[Page extract Boundary: Start]
Code can be written in many different ways, and in languages such as R, there are often many different functions and routes that you can take to get to the same end result. On top of that, there are even more possibilities for how you can format the code. This section will take you through some widely used standards for coding to help bring standardisation to this area and make it easier to both write and use our code.


Clean final code


What does this mean?

  • This code should meet the best practice standards below (for SQL and R). If you are using a different language, such as Python, then contact us for advice on the best standards to use when writing code.

  • There should be no redundant or duplicated code, even if this has been commented out. It should be removed from the files to prevent confusion further down the line.

  • The only comments left in the code should be those describing the decisions you have made to help other analysts (and future you) to understand your code. More guidance on commenting in code can be found later on this page.

Why do it?

Clean code is efficient, easy to write, easy to review, and easy to amend for future use. Below are some recommended standards to follow when writing code in SQL and R.

How to get started

Watch the coffee and coding session introducing good code practice below:

Then you should also watch the follow up intermediate session:

Clean code should include comments. Comment why you’ve made decisions, don’t comment what you are doing unless it is particularly complex as the code itself describes what you are doing. If in doubt, more comments are better than too few though. Ideally any specific comments or documentation should be alongside the code itself, rather than in separate documents.


SQL


For best practice on writing SQL code, here is a particularly useful word document produced by our Data Hub. This outlines a variety of best practices, ranging from naming conventions, to to formatting your SQL code so that it is easy to follow visually.


R


When using R, it is generally best practice to use R projects as directories for your work.

The recommended standard for styling your code in R, is the tidyverse styling, which is fast becoming the global standard. What is even better is that you can automate this using the styler package, which will literally style your code for you at the click of a button, and is well worth a look.

There is also plenty of guidance around the internet for best practice when writing efficient R code.


HTML


If you ever find yourself writing HTML, or creating it through RMarkdown, you can check your HTML using W3’s validator.


Peer reviewing code

Peer review is an important element of quality assuring our work. We often do it without realising by bouncing ideas off of one another and by getting others to ‘idiot check’ our work. When writing code, ensuring that we get our work formally peer reviewed is particularly important for ensuring it’s quality and value. The Duck Book and Tidyteam contain detailed guidance on peer review, but we have summarised some of the information here for you as well.

Prior to receiving code for peer review, the author should ensure that all code files are clean, commented appropriately and for larger projects should be held in a repo with an appropriate README file.

When peer reviewing code you should consider the following questions -

  • Do you understand what the code does? If not, is there supporting documentation or code comments that allow you to understand it?
  • Does the code do what the author intended?
  • Have any dependencies (either on separate pieces of code, data files, or packages) been documented?
  • Are there any tests / checks that could be added into the code that would help to give greater confidence that it is doing what it is intended to?
[Page extract Boundary: End]
[Data shown Boundary: Start]
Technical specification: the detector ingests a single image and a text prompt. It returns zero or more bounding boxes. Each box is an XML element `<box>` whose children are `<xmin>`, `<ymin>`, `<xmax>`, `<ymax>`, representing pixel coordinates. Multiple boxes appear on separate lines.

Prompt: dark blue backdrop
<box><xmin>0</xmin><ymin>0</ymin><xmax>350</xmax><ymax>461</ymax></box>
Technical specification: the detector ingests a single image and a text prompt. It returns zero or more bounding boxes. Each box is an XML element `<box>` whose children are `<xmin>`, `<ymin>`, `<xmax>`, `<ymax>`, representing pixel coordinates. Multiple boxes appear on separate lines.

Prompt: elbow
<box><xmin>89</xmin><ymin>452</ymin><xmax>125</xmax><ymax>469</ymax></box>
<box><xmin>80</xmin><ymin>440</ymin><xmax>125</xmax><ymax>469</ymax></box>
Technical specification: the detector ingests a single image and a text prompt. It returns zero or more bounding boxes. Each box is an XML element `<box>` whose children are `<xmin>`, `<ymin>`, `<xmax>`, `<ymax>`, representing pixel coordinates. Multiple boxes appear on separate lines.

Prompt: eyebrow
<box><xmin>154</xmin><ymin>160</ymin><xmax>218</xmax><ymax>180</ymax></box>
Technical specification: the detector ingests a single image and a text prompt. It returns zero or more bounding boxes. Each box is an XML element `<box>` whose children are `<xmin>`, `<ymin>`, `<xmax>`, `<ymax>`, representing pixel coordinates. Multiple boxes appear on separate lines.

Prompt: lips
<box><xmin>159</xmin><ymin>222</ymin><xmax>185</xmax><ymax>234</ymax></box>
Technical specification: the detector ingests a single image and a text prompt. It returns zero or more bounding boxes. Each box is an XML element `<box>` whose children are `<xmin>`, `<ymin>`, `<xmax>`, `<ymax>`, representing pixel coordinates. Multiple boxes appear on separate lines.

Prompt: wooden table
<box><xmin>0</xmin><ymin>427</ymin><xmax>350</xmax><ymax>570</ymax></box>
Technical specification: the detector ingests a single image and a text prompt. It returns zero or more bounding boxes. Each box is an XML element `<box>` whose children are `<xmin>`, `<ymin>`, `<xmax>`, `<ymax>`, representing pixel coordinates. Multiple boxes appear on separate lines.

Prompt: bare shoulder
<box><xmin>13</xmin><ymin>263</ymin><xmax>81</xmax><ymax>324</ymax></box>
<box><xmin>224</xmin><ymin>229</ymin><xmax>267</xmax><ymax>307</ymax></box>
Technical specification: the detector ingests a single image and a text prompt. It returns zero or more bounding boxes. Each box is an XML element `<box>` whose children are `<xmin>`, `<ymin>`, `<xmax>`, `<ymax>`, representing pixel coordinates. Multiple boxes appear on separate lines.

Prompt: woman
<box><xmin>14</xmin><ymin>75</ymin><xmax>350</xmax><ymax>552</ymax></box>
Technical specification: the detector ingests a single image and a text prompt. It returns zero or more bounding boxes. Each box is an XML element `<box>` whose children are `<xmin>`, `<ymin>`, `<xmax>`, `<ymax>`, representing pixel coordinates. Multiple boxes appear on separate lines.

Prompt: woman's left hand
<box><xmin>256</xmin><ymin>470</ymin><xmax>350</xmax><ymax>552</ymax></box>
[Data shown Boundary: End]
Problems to work on -
A) Reproduce the part of the coding standards page that opens with the words containing "Clean code should" and closes with "to follow visually.".
B) On the coding standards page, which package can automate tidyverse styling of R code?
The listing is separate material from the coding standards page.

Answers for the tasks -
A)
Clean code should include comments. Comment why you’ve made decisions, don’t comment what you are doing unless it is particularly complex as the code itself describes what you are doing. If in doubt, more comments are better than too few though. Ideally any specific comments or documentation should be alongside the code itself, rather than in separate documents.


SQL


For best practice on writing SQL code, here is a particularly useful word document produced by our Data Hub. This outlines a variety of best practices, ranging from naming conventions, to to formatting your SQL code so that it is easy to follow visually.

B) The styler package.